+++ DOCUMENT TEXT +++

2 The Court notes that multiple documents in the record state that the initial date Jacquelyn L. claimed she became unable to work due to her disability was January 1, 2015. See AR 106, 145, 201, 251. But other documents and Jacquelyn L.’s own brief state that it was January 1, 2016. See AR 123; Doc. 16 at 1. The Court finds that this distinction is not important because Jacquelyn L. amended her alleged onset date to April 1, 2016. AR 220. On May 23, 2022, the court granted Jacquelyn L.’s motion to remand and denied the Commissioner’s motion to affirm. AR 1355. The court found that substantial evidence did not support the ALJ’s decision. AR 1350. Specifically, the court found that the ALJ did not adequately articulate reasons for giving Dr. Rao’s opinion little weight, did not sufficiently
explain her finding of Jacquelyn L.’s RFC, and misconstrued the timeline of Jacquelyn L.’s symptoms and treatment. AR 1351–55. Following the court’s remand, on February 23, 2023, the ALJ held another hearing on Jacquelyn L.’s claim. Jacquelyn L. and Lanelle Yamane testified at the hearing. AR 1262–1305. The ALJ issued her second written opinion on May 20, 2023. The ALJ again found that Jacquelyn L. was not disabled under §§ 216(i) and 223(d) of the Social Security Act. AR 1251. Jacquelyn L. submitted written exceptions to the ALJ’s opinion to the SSA Appeals Council, which again declined review of Jacquelyn L.’s claim on May 2, 2024. AR 1229-34. III. The ALJ’s May 2023 Decision To begin, the ALJ found that Jacquelyn L. met the insured status requirements of the
SSA and had not engaged in substantial gainful activity (“SGA”) during the period between April 1, 2016, and March 31, 2019. AR 1242. Then, the ALJ found that Jacquelyn L. had severe impairments of colon cancer and COPD, and non-severe impairments of hypertension, lung cancer, emphysema, osteopenia, deep vein thrombosis, iron deficiency, anemia, and acute cervical adenitis. AR 1242–43. Further, the ALJ found that Jacquelyn L.’s depression was also non-severe because it “did not cause more than minimal limitation to the claimant’s ability to perform basic mental work activities.” AR 1243. Specifically, the ALJ evaluated the severity of Jacquelyn L.’s mental impairments using the four functional areas set forth in section 12.00 of the Listing of Impairments, i.e., the paragraph B criteria, finding that Jacquelyn L. had no limitations in the understanding, remembering, or applying information area and concentrating, persisting, or maintaining pace area, but had mild limitations in the interacting with others area and adapting or managing oneself area. AR 1243–44. The ALJ reasoned that most of Jacquelyn L.’s stress was “situational and stemmed from caring for her young granddaughter,” her medical
records indicated that Jacquelyn L.’s mental health medication was helpful, Jacquelyn L. was not on active medication or under the care of a psychiatrist, and she had engaged in some work activity in 2019. AR 1243. The ALJ also noted that her review of the paragraph B criteria was “not a residual functional capacity assessment but are used to rate the severity of mental impairments at steps 2 and 3” and that “[t]he following residual functional capacity assessment reflects the degree of limitation the undersigned has found in the ‘paragraph B’ mental function analysis.” AR 1244. Next, the ALJ found that Jacquelyn L. did not have any impairment or combination of impairments that met or equaled any of the listed impairments in 20 C.F.R. Par 404, Subpart P, Appendix 1. AR 1245. Further, after reviewing the record, the ALJ found that Jacquelyn L. had
the RFC to: [P]erform light work as defined in 20 C.F.R. 404.1567(b) except she can lift/carry 20 pounds occasionally and 10 pounds frequently; frequently operate foot controls bilaterally; frequently operate hand controls bilaterally; frequently handle, finger, and feel items bilaterally; occasionally climb ramps and stairs but never climb ladders, ropes, or scaffolds; occasionally work around moving mechanical parts; frequently operate a motor vehicle; and occasionally work in extreme cold or extreme heat.

+++ DATA SUPPLIED +++

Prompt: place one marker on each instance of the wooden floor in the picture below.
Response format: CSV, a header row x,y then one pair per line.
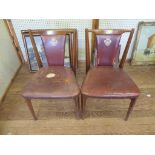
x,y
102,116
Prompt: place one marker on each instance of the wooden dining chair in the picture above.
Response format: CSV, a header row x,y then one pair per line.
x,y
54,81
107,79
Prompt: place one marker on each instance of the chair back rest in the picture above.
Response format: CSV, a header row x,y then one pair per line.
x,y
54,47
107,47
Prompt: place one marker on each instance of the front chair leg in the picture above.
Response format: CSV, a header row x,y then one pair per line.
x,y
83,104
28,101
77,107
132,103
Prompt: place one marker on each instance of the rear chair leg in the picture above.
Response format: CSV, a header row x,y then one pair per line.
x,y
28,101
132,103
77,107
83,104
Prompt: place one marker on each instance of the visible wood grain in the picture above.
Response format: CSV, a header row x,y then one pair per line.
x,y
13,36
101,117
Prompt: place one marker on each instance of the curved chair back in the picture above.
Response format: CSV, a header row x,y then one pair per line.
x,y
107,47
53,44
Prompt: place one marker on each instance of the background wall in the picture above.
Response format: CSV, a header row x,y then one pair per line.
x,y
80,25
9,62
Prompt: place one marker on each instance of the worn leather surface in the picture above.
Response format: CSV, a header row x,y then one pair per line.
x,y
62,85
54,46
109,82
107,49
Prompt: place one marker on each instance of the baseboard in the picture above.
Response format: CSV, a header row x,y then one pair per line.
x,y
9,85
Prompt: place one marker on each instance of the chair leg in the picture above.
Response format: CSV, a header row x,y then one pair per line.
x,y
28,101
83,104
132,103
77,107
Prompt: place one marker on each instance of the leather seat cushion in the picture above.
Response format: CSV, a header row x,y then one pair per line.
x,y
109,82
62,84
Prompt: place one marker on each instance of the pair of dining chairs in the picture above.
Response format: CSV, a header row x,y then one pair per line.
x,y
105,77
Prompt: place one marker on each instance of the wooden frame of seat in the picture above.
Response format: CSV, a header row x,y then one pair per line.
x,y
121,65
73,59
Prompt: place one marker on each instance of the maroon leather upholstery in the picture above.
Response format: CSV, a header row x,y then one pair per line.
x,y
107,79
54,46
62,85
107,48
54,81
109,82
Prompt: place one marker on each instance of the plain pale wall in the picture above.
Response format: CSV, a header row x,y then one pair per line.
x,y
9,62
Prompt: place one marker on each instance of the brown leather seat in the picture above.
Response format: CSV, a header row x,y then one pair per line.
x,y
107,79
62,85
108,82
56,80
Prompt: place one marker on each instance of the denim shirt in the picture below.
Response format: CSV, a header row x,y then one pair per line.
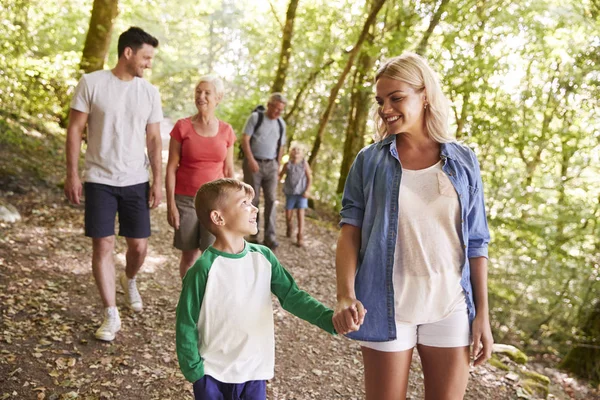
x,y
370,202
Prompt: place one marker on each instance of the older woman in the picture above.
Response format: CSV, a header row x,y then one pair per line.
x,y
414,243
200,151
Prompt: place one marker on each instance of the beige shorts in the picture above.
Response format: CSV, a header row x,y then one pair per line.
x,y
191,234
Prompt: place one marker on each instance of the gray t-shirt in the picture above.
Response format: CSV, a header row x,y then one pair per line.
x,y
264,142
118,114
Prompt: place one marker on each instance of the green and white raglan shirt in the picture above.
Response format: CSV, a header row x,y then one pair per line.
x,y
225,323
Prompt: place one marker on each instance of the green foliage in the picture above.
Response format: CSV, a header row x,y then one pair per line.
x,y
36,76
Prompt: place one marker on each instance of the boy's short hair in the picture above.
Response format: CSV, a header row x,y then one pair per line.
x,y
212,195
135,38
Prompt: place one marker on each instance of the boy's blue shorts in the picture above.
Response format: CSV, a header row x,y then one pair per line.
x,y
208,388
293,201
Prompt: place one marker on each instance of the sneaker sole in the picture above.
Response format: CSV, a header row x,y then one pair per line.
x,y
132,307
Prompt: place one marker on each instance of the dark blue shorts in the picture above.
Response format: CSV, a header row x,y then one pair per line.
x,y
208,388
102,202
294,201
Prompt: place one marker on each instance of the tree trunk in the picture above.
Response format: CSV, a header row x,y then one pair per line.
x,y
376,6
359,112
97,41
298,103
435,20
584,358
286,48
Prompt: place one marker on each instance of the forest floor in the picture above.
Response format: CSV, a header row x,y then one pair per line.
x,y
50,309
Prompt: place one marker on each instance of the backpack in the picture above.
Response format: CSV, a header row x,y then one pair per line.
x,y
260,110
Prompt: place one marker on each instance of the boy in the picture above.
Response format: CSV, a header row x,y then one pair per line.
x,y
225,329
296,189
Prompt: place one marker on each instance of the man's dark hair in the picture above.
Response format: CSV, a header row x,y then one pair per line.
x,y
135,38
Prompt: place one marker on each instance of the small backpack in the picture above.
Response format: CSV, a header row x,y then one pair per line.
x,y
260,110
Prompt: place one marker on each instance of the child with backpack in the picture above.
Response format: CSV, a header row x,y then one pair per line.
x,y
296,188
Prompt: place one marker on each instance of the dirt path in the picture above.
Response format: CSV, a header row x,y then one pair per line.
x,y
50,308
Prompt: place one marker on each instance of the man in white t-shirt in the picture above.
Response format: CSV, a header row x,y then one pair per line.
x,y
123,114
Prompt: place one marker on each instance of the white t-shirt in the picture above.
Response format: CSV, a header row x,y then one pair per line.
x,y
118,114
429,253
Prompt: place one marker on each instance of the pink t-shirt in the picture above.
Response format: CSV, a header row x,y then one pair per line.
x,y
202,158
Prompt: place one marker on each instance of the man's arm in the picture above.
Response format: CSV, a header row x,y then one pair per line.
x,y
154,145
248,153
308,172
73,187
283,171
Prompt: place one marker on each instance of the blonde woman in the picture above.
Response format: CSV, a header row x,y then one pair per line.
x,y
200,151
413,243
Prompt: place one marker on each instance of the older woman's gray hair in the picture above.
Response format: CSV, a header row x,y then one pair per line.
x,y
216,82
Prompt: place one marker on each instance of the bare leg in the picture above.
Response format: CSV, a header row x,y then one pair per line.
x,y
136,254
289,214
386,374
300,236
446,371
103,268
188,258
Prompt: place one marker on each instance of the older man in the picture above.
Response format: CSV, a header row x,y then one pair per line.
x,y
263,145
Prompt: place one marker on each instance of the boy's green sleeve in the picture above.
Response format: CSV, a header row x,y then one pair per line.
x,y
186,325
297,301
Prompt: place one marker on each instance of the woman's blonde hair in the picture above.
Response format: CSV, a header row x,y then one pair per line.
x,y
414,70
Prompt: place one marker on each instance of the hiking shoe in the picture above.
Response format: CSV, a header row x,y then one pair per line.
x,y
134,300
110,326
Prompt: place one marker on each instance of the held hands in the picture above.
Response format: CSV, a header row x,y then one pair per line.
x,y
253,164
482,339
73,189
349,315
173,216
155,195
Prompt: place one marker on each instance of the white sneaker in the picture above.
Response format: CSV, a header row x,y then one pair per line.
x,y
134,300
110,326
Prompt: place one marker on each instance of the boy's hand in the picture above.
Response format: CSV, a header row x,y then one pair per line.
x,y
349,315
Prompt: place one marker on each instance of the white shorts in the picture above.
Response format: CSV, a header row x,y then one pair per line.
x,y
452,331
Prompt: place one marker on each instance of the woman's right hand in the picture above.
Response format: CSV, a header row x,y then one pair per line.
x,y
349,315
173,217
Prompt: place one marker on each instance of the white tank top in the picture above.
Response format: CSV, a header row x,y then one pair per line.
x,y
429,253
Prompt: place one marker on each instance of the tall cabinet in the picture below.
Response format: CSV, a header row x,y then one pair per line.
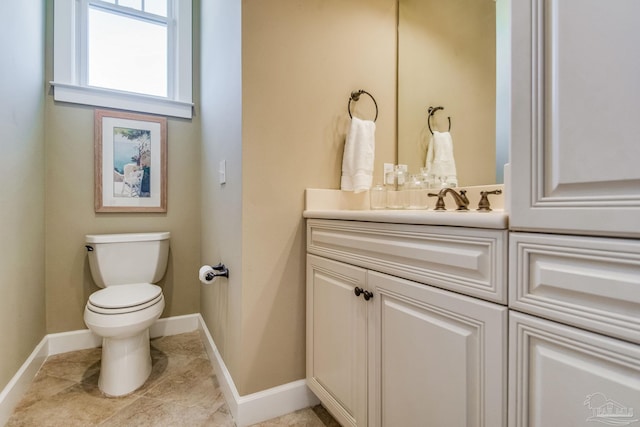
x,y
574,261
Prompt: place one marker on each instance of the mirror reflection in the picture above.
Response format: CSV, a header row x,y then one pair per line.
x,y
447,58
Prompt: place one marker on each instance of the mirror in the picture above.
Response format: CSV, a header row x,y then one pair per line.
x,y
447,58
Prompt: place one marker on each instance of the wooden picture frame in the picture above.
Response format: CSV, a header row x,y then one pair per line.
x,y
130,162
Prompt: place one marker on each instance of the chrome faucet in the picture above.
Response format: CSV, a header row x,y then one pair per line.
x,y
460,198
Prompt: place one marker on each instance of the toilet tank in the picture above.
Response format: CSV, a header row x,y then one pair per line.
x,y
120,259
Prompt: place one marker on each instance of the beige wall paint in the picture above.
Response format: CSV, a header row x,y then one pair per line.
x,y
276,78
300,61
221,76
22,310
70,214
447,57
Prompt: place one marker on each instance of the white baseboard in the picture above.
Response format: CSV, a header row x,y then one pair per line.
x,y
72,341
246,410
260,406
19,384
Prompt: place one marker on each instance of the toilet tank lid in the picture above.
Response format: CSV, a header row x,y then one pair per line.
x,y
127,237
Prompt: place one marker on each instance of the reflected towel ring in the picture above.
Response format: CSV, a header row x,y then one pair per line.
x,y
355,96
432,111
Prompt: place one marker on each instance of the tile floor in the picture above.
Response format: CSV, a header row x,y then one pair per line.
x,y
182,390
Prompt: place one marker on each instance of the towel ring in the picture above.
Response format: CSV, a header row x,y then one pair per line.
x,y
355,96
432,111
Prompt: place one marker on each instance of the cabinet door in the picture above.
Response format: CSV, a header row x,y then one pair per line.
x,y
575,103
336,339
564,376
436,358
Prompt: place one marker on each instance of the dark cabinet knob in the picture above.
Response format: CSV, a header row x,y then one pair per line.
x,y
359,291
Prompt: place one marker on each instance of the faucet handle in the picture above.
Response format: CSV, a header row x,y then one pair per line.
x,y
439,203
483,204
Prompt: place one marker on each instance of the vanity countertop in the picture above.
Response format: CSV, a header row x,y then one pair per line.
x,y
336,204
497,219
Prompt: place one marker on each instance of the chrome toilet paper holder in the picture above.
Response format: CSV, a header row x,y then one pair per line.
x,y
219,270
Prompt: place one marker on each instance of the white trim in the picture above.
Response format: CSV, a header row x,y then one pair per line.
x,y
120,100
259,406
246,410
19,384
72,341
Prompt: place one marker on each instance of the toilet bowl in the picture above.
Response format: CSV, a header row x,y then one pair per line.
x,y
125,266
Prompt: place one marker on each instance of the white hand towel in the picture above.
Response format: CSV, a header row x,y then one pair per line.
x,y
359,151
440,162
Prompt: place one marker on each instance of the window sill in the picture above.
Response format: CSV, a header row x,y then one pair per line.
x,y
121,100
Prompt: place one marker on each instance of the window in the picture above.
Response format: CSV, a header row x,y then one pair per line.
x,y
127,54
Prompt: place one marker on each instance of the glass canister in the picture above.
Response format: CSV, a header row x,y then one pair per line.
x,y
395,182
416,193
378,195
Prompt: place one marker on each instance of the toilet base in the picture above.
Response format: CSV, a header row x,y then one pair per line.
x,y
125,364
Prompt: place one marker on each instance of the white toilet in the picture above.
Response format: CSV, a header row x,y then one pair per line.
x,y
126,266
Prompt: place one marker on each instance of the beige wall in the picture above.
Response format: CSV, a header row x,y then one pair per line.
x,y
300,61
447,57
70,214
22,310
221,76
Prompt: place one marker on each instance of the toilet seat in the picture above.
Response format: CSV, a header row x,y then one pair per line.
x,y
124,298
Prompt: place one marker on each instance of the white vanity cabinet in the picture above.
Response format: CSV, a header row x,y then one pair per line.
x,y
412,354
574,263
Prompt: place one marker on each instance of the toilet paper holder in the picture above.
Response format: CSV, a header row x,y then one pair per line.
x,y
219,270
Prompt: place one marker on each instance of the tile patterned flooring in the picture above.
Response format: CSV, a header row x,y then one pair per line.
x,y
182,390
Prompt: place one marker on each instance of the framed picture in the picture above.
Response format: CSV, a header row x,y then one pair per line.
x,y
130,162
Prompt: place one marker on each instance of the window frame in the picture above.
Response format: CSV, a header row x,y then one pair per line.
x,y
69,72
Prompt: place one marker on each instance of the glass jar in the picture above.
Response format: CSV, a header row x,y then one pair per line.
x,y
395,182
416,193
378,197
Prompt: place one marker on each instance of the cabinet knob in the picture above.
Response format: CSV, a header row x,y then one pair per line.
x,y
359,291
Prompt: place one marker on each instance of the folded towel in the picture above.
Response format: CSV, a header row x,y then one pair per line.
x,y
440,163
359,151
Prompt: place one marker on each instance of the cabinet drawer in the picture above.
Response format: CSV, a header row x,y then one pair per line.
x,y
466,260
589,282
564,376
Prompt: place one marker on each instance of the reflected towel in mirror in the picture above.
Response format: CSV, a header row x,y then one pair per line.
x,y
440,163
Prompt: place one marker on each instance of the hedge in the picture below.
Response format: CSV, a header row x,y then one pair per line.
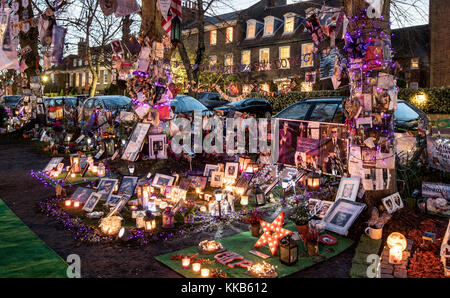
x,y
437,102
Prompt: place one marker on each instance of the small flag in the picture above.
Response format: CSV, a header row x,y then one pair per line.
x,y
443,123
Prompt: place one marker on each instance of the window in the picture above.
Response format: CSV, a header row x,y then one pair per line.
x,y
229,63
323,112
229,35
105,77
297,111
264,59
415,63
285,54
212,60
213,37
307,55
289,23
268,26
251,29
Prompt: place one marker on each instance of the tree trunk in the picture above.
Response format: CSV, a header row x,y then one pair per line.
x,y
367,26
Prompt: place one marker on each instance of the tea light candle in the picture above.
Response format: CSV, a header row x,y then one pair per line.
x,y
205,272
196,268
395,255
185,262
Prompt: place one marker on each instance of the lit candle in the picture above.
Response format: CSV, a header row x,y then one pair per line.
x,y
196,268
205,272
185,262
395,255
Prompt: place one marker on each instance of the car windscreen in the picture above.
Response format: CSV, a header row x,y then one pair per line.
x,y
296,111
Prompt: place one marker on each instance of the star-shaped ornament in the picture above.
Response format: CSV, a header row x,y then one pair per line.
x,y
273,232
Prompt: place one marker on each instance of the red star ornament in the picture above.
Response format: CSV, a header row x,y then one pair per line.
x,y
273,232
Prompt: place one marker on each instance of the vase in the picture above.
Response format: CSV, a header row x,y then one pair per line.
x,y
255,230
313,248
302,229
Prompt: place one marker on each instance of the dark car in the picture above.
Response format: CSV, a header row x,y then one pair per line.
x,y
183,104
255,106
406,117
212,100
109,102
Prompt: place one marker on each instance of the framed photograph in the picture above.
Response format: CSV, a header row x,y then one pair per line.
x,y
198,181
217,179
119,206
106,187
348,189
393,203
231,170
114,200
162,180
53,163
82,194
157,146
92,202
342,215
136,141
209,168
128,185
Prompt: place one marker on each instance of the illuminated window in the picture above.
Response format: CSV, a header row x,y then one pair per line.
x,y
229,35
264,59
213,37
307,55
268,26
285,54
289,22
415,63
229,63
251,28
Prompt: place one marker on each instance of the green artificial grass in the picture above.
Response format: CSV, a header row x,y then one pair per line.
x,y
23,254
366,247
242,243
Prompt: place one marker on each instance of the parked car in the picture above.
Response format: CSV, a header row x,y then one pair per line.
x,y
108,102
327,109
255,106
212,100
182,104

+++

(QUESTIONS ON THE MATERIAL):
[1] According to the court opinion, on what date did the ALJ issue her second written opinion?
[2] Please list the four functional areas of the paragraph B criteria that the ALJ used, according to the court opinion, to evaluate Jacquelyn L.'s mental impairments.
The items are separate material and have no connection to the court opinion.

(ANSWER LIST):
[1] May 20, 2023.

[2]
- Understanding, remembering, or applying information
- Concentrating, persisting, or maintaining pace
- Interacting with others
- Adapting or managing oneself